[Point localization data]
================

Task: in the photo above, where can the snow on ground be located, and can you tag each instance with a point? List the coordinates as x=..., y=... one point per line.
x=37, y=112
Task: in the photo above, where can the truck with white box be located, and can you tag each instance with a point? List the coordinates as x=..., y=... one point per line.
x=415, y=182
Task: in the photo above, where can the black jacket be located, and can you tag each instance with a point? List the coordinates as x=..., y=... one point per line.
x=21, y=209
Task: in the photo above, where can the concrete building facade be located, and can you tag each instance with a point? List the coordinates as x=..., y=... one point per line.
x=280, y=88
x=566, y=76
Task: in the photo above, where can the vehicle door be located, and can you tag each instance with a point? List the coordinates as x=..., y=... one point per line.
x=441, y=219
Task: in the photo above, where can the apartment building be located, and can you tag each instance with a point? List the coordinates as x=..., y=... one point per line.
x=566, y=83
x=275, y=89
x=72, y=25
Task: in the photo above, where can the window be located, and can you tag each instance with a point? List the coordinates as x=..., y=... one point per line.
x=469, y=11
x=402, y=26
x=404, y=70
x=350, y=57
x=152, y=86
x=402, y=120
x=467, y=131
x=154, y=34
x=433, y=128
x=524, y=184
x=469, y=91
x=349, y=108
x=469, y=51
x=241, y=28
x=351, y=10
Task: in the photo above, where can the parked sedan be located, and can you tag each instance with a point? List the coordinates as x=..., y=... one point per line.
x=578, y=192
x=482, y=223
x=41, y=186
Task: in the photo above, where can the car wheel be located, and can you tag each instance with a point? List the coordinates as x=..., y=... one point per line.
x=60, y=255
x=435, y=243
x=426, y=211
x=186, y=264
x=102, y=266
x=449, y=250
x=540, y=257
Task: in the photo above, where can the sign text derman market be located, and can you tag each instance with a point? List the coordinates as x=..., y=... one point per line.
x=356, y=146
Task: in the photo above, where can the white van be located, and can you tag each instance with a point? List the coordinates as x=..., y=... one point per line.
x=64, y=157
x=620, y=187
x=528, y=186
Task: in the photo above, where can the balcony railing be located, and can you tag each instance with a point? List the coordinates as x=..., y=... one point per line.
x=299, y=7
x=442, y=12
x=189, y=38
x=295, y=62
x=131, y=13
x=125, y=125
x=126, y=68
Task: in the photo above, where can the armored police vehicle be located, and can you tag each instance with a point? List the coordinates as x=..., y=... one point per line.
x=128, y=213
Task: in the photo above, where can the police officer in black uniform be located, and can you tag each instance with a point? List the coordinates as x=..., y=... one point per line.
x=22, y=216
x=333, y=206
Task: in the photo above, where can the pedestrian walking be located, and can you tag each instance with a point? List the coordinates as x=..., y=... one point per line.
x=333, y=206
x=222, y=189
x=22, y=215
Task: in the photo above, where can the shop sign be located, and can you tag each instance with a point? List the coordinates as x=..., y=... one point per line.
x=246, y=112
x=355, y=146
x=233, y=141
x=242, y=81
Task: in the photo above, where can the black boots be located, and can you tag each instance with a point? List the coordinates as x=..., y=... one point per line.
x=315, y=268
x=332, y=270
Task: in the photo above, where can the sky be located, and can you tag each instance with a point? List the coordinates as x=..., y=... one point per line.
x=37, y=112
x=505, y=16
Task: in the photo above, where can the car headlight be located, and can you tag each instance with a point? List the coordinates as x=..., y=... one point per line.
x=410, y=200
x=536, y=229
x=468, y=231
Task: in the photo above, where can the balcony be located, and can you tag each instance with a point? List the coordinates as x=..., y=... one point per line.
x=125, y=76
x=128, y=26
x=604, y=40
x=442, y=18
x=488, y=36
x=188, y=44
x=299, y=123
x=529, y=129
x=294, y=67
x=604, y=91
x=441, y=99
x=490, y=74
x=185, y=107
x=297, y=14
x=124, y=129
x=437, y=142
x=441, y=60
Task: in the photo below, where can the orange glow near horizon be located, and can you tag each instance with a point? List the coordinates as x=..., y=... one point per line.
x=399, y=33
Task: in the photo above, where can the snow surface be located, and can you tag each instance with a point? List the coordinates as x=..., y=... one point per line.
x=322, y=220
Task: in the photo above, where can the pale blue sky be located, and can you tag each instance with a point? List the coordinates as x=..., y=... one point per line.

================

Your task is to restate all of the records above word for word.

• [RESPONSE FOR THIS EXERCISE]
Task: in the photo above, where can the snow on ground be located, and can you tag each instance with a point? List the coordinates as x=..., y=... one point per line.
x=37, y=112
Task: in the photo above, where can the truck with white box be located, and can you tag each instance with a point? List the coordinates as x=..., y=... one point per line.
x=415, y=182
Task: in the photo above, where can the black jacket be located, and can you tag each instance with a point? List the coordinates as x=..., y=... one point per line.
x=21, y=209
Task: in the photo above, where can the concrete building facade be located, and can you tag each instance with a point? List the coordinates as x=..., y=... one point per line.
x=280, y=88
x=566, y=76
Task: in the photo above, where can the vehicle door be located, and can you tag each instance with a point? List the coordinates as x=..., y=... one point per line.
x=441, y=219
Task: in the photo above, where can the apartment building be located, and can you tag each instance with a point? List the coordinates as x=..., y=... one point per line.
x=566, y=83
x=275, y=89
x=72, y=25
Task: in the photo above, where can the window be located, and can you tag each instance with a point? List the coordinates as x=..., y=... one point per line.
x=469, y=11
x=402, y=26
x=404, y=70
x=350, y=57
x=152, y=86
x=402, y=120
x=467, y=131
x=154, y=34
x=433, y=128
x=524, y=184
x=469, y=91
x=349, y=108
x=469, y=51
x=241, y=28
x=351, y=10
Task: in the photo above, where can the parked sedan be located, and can you tag each instance with a point? List the coordinates as x=..., y=... one point per line.
x=578, y=192
x=482, y=223
x=41, y=186
Task: in the photo above, where can the car wheel be located, and can you tag each instance with a point? List the coordinates as x=..., y=... one point per line.
x=60, y=255
x=435, y=243
x=426, y=211
x=186, y=264
x=102, y=266
x=449, y=250
x=540, y=257
Task: in the photo above, where can the sign text derman market be located, and can you tag each instance with a point? List the coordinates as x=..., y=... one point per line.
x=356, y=146
Task: in the photo above, where can the white van be located, and can you tag each instance with a point? List the coordinates as x=..., y=... one point per line.
x=64, y=157
x=620, y=187
x=528, y=186
Task: in the photo above, where can the balcony railing be located, and can you tag each instance with a point? List the coordinates as x=..., y=... one point per line.
x=299, y=7
x=442, y=12
x=189, y=38
x=295, y=62
x=131, y=13
x=125, y=125
x=126, y=68
Task: in the photo above, where can the armored police vehicle be located, and can you tag each instance with a point? List the coordinates as x=..., y=... one point per line.
x=128, y=213
Task: in the photo above, where can the police officer in black uniform be located, and can you tag each instance with a point? List the coordinates as x=..., y=... one point per line.
x=22, y=216
x=333, y=206
Task: in the photo above, where can the pedestrian walking be located, and can you tag each instance with a point? List the coordinates as x=..., y=... one point per line.
x=333, y=206
x=222, y=189
x=22, y=215
Task: in the photo above, where can the shop sign be located, and can you tag each instance with a point? List the coordinates as x=..., y=... one point per line.
x=246, y=112
x=355, y=146
x=233, y=141
x=242, y=81
Task: in the photo above, where can the black boots be located, and can you tag each instance with a point? List the coordinates as x=..., y=... one point per line.
x=315, y=268
x=332, y=270
Task: in the photo above, where can the sky be located, and can you tag each instance with a point? List the coordinates as x=..., y=... one point per line.
x=37, y=112
x=505, y=16
Task: in the photo above, where can the car headlight be located, and can you tag each instance with a point? List the coordinates as x=..., y=... one point per line.
x=410, y=200
x=536, y=229
x=468, y=231
Task: in the photo above, where can the balcony be located, and can you tag each instance with a point? List the coordinates as x=..., y=... one point per line.
x=125, y=76
x=128, y=26
x=604, y=40
x=442, y=18
x=488, y=36
x=188, y=44
x=299, y=123
x=529, y=129
x=294, y=67
x=604, y=91
x=441, y=99
x=490, y=74
x=185, y=107
x=297, y=14
x=124, y=129
x=437, y=142
x=441, y=60
Task: in the photo below, where can the orange glow near horizon be located, and can you tag each instance with a point? List the coordinates as x=..., y=... one point per line.
x=399, y=33
Task: in the photo above, where can the snow surface be located, and can you tag each instance with a point? List the coordinates as x=..., y=... one point per line.
x=322, y=220
Task: in the photo above, where can the pale blue sky be located, and can you tag each instance with a point? List the coordinates as x=..., y=... one point per line.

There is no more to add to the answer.